━━ MATERIAL FOR THIS EXERCISE ━━
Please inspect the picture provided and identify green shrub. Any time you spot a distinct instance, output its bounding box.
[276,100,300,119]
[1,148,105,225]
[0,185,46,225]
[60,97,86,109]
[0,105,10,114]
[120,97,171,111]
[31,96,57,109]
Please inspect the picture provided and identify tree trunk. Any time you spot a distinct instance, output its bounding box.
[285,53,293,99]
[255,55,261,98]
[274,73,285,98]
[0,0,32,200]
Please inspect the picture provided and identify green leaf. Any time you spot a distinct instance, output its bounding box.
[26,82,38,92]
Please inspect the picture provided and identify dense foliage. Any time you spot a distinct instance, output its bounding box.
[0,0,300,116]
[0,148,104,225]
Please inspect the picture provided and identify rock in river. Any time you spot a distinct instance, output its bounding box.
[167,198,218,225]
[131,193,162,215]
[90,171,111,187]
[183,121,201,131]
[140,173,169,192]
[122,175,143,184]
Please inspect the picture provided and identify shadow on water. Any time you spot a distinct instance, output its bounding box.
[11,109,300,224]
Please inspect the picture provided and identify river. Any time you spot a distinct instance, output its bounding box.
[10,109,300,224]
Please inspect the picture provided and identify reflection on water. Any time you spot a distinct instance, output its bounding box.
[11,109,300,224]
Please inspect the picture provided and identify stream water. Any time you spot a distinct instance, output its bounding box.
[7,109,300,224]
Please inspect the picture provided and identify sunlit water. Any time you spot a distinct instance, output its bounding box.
━━━
## EXERCISE REQUIREMENTS
Your answer should consist only of the lines from the one that holds "Please inspect the picture provided and identify reflection" to the end of the entries above, both ends included, each repeated exactly.

## ANSWER SPACE
Please inspect the picture provided and identify reflection on water. Any time you spot a distinct instance, output its bounding box.
[11,109,300,224]
Please inspect the picture provided and identify stream water. Any time you spot a distinct instance, output its bounding box.
[7,109,300,224]
Please inspect the picture provided and identify sunlit water. Any time you spot a distinct instance, output its bounding box.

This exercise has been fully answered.